Please arrange the lines as a Markdown table with the columns No. and Line, starting with the line that contains "the wooden china" and going on through the line that contains "x=173, y=317". Number each line in No., and leave out any blank lines.

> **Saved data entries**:
((

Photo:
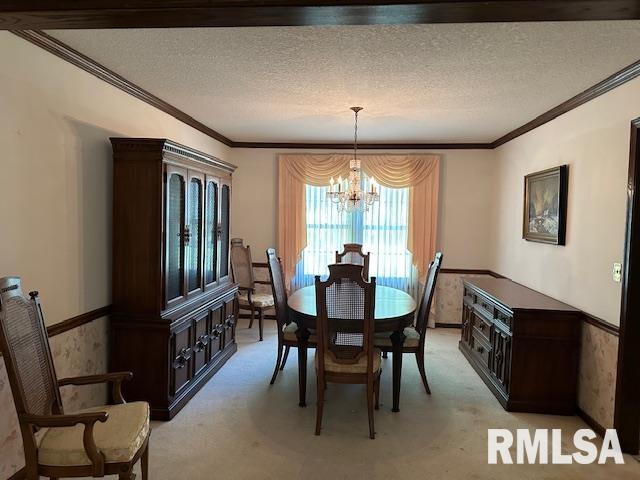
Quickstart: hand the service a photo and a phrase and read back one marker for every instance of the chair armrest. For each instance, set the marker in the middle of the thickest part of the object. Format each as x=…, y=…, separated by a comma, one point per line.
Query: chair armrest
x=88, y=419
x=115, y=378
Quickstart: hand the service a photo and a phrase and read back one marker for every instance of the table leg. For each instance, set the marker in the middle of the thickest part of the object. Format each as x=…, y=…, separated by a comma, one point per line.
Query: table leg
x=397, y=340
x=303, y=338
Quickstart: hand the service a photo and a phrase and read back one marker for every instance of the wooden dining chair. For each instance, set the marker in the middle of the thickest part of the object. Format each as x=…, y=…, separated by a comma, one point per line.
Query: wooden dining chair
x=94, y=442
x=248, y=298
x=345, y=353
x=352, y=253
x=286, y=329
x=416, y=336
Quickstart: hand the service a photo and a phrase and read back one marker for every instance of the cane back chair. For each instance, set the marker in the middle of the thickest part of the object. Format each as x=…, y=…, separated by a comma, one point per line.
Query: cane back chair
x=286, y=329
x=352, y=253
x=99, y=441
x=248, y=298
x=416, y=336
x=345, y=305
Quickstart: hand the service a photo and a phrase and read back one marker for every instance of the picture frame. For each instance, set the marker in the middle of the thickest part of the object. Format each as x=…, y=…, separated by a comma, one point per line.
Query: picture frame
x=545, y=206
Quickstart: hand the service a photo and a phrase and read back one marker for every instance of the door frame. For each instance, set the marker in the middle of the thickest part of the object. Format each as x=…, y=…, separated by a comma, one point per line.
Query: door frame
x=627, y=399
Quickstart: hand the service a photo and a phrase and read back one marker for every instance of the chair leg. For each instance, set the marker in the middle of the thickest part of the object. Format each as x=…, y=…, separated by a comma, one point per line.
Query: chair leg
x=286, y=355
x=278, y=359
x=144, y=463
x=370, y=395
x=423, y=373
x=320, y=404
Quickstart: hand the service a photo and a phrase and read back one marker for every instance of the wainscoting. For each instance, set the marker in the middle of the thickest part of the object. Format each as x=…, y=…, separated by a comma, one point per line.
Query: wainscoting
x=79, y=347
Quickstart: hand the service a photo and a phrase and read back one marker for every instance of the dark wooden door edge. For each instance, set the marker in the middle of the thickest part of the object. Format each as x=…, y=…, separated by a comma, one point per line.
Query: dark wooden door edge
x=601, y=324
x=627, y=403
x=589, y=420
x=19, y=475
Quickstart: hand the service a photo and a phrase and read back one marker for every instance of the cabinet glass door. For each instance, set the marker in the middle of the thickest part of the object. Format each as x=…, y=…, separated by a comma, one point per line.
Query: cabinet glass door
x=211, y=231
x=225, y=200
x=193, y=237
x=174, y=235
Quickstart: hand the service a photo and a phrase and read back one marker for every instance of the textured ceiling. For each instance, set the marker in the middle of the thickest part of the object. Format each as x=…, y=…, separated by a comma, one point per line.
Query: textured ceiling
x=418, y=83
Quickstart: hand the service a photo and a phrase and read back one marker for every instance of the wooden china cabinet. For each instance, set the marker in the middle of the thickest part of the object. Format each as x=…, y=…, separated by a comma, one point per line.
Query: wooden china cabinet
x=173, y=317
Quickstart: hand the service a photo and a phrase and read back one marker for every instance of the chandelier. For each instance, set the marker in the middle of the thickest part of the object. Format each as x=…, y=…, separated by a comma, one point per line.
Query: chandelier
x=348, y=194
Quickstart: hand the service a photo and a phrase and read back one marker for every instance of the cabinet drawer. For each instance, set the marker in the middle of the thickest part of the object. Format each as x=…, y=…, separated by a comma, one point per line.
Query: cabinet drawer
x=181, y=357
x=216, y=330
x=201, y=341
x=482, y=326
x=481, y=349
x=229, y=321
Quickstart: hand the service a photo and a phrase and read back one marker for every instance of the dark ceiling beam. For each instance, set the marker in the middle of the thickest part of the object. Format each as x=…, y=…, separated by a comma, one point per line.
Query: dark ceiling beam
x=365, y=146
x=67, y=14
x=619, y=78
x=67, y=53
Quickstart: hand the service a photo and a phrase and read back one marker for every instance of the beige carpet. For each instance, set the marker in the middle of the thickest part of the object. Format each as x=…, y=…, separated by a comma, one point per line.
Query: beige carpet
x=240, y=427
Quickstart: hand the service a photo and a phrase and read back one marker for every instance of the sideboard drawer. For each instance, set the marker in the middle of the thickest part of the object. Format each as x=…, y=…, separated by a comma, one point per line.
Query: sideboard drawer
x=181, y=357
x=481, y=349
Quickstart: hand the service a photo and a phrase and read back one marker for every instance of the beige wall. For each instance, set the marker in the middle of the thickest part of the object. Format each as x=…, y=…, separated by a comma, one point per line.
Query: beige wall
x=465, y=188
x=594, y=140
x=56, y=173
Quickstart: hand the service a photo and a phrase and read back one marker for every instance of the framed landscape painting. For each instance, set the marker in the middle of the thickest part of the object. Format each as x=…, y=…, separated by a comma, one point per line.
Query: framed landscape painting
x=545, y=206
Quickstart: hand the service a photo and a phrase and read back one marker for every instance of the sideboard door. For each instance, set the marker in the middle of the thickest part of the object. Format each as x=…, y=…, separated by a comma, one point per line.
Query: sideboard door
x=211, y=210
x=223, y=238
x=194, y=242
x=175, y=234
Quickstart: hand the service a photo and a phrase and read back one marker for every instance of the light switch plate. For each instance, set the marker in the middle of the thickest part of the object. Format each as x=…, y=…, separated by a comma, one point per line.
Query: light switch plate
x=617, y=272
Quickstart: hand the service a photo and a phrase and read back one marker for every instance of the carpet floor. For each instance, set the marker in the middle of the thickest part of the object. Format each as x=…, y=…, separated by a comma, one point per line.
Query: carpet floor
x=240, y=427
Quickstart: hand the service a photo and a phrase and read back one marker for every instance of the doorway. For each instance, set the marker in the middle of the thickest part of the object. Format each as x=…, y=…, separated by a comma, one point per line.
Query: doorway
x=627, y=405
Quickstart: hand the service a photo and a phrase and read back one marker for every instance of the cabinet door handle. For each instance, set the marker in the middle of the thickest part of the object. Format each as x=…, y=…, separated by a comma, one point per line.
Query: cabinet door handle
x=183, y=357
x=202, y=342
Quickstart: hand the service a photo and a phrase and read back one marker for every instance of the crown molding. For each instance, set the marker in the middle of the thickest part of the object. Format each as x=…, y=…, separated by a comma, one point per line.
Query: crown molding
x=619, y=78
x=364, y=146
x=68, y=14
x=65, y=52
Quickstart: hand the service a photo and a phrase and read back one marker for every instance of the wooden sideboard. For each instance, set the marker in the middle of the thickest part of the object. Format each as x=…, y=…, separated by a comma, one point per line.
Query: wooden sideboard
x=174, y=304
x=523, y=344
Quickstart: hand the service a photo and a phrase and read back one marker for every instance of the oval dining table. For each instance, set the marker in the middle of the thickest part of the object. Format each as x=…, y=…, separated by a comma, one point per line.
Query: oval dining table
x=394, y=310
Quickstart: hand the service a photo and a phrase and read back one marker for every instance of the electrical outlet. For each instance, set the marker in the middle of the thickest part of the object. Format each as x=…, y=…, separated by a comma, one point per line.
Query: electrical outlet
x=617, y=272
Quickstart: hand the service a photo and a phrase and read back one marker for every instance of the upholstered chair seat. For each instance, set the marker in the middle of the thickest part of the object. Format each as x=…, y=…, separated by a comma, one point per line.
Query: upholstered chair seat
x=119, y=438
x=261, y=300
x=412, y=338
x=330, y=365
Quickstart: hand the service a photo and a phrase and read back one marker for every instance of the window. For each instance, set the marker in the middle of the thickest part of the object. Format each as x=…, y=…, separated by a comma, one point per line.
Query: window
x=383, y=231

))
((

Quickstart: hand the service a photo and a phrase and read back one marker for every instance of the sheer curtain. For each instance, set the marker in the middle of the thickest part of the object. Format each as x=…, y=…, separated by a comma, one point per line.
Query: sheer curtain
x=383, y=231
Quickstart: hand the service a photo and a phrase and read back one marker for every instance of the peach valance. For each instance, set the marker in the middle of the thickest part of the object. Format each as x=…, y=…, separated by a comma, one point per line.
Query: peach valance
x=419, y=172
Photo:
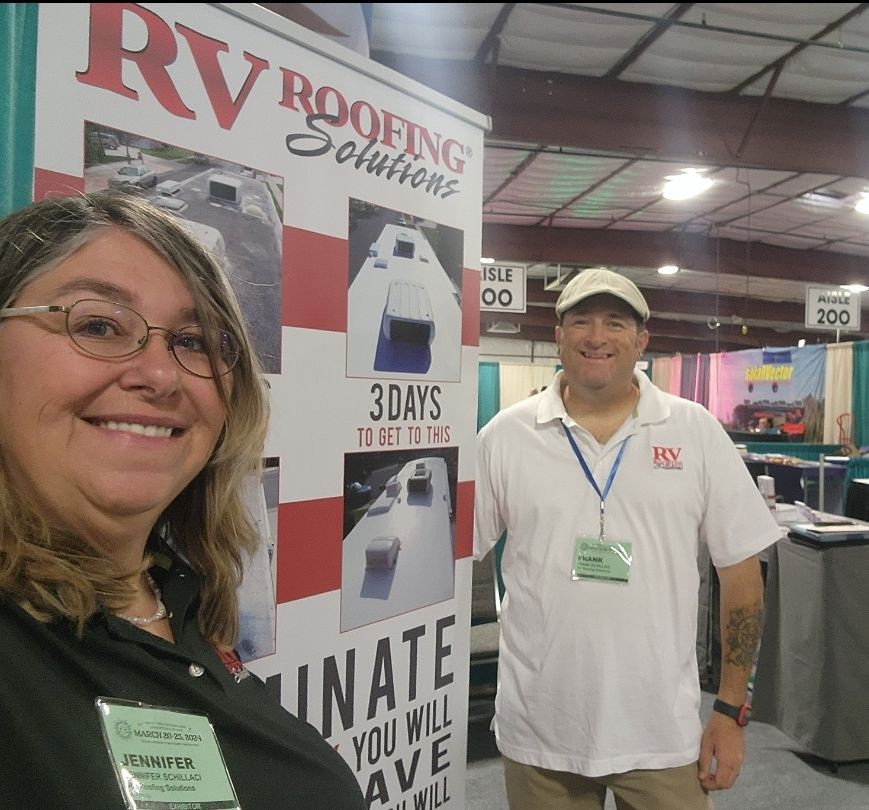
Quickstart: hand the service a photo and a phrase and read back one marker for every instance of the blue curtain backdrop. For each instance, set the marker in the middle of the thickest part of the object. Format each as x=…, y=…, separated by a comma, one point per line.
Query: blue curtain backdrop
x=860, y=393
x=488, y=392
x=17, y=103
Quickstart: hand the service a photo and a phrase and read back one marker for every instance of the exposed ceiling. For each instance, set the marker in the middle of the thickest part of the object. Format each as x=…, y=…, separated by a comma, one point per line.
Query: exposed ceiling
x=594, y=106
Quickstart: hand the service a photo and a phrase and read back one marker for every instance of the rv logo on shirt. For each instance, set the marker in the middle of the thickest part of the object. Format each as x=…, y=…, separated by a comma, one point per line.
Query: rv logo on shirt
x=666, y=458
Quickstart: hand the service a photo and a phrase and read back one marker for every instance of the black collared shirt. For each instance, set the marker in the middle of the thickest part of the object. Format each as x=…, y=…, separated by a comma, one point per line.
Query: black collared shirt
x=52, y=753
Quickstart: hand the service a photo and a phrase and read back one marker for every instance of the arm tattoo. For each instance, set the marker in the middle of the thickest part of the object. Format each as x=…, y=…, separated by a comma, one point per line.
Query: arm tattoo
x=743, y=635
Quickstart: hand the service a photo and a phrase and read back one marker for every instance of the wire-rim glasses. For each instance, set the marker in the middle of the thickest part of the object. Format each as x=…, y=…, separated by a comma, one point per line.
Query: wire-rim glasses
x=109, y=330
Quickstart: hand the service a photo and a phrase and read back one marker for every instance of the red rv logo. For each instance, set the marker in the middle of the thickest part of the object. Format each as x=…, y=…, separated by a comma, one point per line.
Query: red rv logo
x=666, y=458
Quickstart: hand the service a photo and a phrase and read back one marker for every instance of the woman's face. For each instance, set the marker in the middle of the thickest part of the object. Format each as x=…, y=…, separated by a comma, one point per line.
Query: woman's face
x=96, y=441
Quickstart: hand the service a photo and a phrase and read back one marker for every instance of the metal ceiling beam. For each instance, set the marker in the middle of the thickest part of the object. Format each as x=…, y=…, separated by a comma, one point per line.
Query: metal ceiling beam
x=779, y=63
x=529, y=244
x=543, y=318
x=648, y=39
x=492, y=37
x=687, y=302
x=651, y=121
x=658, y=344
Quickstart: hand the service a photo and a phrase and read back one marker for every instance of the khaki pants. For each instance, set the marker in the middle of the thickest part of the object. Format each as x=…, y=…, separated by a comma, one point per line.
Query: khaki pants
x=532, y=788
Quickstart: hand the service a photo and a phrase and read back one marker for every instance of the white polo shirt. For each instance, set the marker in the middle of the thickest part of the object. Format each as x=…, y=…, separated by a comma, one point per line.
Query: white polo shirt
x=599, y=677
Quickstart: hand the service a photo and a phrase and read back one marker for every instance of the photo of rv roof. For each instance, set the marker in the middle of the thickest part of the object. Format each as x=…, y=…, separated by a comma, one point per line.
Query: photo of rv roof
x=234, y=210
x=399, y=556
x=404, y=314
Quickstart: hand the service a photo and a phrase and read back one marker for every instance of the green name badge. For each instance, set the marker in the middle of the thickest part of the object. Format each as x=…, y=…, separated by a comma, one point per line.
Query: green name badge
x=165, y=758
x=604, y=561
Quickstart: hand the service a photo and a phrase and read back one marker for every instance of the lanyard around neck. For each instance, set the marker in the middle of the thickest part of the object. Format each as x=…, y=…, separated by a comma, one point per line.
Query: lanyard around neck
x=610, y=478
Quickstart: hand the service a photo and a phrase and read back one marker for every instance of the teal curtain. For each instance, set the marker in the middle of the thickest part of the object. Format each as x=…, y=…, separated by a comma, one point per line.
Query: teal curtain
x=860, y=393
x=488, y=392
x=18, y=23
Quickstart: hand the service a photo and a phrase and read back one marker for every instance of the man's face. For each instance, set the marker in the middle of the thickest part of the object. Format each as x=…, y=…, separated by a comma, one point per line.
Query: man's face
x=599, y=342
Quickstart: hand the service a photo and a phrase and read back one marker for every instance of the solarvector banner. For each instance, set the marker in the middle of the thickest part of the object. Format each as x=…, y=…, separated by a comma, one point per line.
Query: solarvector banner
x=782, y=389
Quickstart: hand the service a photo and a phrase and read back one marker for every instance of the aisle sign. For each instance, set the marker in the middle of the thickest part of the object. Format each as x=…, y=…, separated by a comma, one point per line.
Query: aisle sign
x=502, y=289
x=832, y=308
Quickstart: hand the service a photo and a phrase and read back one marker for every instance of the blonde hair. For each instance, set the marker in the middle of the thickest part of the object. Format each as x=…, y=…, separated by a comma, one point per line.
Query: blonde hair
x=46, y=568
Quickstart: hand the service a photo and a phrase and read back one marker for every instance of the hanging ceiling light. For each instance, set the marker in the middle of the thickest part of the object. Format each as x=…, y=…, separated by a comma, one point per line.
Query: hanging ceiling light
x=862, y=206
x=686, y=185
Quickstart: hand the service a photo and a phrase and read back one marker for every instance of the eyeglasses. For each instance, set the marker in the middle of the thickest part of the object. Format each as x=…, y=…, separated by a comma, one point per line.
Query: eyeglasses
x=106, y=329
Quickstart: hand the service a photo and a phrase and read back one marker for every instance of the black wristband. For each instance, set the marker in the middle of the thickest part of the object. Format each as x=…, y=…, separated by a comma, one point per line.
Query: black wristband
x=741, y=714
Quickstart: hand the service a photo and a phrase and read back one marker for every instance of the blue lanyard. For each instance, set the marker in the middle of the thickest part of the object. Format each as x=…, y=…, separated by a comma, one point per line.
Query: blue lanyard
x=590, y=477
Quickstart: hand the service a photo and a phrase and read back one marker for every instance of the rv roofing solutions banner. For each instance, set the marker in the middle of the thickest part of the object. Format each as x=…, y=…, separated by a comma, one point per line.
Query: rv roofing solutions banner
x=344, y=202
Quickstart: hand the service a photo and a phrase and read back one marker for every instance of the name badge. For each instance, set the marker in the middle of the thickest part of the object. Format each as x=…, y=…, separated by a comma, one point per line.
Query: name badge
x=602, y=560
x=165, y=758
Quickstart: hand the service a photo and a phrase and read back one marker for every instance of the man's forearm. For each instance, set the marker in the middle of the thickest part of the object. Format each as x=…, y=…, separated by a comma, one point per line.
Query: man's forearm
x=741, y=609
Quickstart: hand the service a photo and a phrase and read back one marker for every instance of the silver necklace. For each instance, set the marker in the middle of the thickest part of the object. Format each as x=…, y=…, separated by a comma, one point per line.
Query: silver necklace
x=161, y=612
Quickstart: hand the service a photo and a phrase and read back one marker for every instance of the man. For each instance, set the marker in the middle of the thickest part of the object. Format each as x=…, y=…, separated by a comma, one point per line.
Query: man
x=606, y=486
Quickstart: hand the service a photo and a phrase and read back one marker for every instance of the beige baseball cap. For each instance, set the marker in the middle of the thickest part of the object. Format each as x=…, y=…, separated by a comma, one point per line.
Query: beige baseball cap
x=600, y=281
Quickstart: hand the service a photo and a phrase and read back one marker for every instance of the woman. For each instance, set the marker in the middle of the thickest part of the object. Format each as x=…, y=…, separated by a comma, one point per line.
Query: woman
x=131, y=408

))

> **The reply**:
| No. | Line |
|---|---|
| 1 | Quickstart: hand the service a photo and a phrase and read back one marker for every instance of the wooden china cabinet. For each instance, set the marker in the middle of the thickest part of the object. Format each as x=…, y=…, separated by a comma, one point per line. |
| 2 | Query: wooden china cabinet |
| 3 | x=173, y=317 |